=== Begin Enclosure ===

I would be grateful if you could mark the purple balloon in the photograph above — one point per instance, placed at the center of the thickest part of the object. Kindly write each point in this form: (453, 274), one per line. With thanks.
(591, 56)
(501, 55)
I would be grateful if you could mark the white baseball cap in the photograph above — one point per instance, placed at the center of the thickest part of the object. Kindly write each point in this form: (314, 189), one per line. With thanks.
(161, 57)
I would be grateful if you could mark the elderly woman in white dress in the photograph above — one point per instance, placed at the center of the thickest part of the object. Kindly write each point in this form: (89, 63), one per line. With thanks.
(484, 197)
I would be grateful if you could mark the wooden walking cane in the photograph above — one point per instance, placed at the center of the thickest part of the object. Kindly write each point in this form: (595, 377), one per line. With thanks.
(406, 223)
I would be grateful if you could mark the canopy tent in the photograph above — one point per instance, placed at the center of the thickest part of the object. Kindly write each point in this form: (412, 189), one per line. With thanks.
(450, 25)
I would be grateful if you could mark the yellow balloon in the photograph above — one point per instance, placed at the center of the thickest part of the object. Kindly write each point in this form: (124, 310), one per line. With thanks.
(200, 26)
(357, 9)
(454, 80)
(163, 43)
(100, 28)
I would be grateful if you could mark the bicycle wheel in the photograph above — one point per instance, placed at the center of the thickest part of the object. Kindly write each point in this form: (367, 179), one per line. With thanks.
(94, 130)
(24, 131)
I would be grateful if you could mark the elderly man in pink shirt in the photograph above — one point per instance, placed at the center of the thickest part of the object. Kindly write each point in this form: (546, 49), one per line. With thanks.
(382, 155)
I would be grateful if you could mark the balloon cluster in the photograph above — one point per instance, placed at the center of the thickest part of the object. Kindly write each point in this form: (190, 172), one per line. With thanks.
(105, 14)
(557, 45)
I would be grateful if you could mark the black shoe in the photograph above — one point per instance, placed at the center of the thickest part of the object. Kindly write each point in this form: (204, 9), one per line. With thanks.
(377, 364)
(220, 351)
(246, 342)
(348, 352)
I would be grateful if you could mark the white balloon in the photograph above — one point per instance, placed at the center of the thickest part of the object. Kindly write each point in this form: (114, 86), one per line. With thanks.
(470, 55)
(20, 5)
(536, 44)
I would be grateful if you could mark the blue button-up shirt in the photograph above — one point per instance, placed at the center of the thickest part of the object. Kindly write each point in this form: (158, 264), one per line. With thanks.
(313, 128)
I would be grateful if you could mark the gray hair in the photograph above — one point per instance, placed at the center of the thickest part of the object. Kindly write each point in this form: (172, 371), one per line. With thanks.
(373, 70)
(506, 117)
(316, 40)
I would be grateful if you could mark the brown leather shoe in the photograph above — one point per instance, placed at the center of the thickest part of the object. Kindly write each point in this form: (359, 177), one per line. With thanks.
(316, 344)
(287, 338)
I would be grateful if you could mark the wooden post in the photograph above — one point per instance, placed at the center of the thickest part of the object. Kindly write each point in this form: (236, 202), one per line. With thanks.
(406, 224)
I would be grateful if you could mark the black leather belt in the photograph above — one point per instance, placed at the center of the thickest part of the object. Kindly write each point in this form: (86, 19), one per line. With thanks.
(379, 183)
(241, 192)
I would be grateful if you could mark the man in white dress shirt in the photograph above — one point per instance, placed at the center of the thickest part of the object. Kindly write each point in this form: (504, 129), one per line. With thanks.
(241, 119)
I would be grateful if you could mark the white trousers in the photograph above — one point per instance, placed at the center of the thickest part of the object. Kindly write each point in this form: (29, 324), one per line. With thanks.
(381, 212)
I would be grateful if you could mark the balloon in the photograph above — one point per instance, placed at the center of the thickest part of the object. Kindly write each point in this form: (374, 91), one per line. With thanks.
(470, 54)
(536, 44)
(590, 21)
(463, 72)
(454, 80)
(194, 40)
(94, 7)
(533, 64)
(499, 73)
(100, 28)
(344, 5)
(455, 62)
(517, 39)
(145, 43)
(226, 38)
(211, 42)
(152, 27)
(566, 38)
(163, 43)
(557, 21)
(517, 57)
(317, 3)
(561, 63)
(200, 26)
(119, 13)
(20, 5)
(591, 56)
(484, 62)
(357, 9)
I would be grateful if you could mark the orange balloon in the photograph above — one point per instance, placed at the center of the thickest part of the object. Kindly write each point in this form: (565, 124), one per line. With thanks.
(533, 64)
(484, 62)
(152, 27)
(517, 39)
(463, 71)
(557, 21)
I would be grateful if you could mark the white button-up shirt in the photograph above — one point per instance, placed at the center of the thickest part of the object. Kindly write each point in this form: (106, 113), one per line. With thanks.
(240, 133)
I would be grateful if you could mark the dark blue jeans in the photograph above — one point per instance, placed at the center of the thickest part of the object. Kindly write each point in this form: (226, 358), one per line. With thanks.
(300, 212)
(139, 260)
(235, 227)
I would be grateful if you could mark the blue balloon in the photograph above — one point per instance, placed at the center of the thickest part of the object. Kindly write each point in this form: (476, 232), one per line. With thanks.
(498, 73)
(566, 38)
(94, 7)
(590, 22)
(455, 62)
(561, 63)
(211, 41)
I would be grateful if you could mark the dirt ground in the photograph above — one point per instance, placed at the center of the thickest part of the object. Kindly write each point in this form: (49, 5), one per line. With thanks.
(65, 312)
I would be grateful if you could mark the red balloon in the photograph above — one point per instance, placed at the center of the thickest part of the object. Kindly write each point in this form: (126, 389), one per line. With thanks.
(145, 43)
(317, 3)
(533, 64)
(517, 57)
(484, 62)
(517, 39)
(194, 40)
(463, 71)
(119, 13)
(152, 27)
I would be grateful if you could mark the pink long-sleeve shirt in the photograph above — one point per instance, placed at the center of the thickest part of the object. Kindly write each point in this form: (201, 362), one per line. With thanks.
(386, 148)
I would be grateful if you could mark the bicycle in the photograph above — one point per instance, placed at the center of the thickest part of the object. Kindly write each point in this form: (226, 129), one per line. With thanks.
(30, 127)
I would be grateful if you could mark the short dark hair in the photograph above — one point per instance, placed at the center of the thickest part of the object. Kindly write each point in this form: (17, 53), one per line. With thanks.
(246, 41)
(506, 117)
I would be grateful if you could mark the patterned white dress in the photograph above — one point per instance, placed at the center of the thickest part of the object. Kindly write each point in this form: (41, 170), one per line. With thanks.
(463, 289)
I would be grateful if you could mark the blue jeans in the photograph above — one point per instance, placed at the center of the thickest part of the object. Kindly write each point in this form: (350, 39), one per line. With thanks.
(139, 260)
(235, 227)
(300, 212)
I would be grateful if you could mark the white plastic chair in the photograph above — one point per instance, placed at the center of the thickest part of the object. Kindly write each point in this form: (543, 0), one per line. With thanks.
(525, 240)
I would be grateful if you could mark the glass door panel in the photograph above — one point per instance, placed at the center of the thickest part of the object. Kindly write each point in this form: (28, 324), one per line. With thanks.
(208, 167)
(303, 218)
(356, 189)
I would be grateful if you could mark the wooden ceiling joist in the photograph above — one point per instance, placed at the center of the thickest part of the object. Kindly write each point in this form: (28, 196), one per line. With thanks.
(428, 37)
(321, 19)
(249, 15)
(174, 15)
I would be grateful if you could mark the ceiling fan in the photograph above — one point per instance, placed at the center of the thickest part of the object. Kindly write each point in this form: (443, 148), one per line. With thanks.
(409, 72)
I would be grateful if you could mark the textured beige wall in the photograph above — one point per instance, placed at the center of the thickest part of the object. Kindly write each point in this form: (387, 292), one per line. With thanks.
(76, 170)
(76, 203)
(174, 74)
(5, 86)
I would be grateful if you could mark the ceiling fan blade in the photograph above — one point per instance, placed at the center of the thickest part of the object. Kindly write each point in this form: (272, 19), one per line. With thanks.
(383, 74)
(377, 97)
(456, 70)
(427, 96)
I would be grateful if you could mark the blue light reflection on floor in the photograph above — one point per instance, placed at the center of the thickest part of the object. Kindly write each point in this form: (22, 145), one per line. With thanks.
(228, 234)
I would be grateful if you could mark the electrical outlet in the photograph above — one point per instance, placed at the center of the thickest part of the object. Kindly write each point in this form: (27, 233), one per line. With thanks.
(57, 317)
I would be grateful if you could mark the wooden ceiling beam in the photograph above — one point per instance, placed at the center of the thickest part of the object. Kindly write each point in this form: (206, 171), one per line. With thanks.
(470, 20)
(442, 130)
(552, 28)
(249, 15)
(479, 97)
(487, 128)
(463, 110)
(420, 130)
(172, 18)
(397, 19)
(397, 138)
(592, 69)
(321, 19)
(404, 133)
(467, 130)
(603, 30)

=== End Enclosure ===

GOAL OF THE EXERCISE:
From the line containing "I would be grateful if you could mark the blue light" to the last line of the data above, copy each line exactly and add nothing.

COMPLETED TASK:
I would be grateful if you could mark the blue light reflection on floor in the photograph above — one point per instance, placed at the center of the thickest part of the object. Kindly write each point in this form: (22, 145), one per line. With thanks.
(228, 234)
I would be grateful if you could mark the electrical outlet in the photograph above — one point per instance, placed at the center of the thickest part of the object. Kindly write each point in this form: (27, 233), one per line. With thanks.
(57, 317)
I would be grateful if you could mark the wooden ceiling beam in the photograph above — one point per instance, placed at the center of the thickest part of the object. Kindly write each point in this form: (206, 171), one per line. With thanks.
(470, 20)
(442, 130)
(552, 28)
(249, 15)
(479, 97)
(487, 128)
(463, 110)
(420, 130)
(172, 18)
(397, 19)
(397, 138)
(592, 69)
(321, 19)
(404, 133)
(467, 130)
(603, 30)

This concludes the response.